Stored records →
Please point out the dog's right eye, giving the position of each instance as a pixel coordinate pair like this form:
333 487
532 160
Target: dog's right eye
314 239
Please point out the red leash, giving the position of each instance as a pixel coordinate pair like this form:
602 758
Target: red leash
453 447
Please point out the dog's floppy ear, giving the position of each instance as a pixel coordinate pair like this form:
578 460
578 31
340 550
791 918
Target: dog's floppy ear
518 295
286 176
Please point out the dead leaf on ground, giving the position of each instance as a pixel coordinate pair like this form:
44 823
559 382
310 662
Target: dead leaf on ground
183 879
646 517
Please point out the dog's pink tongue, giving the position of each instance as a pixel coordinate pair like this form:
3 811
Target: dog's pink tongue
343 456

PROBLEM REQUIREMENTS → Please reproduce, word for word, every line from the line with "Please point out the dog's floppy" to the final line above, including both ends.

SOLUTION TO THIS PROBLEM →
Please point out the dog's floppy ear, giving the position of each instance as a pixel coordinate pair like this form:
578 460
578 31
340 550
791 918
Target: dog's floppy ear
518 295
286 176
Please point out the dead leaf on ground, giving the position of each instance as a pixel coordinate pair like this form:
44 823
559 382
310 662
Target: dead leaf on ground
183 879
646 517
Please point out the dog's pink tongue, giving the position of each instance as a pixel coordinate pair like this form:
3 811
Target: dog's pink tongue
343 456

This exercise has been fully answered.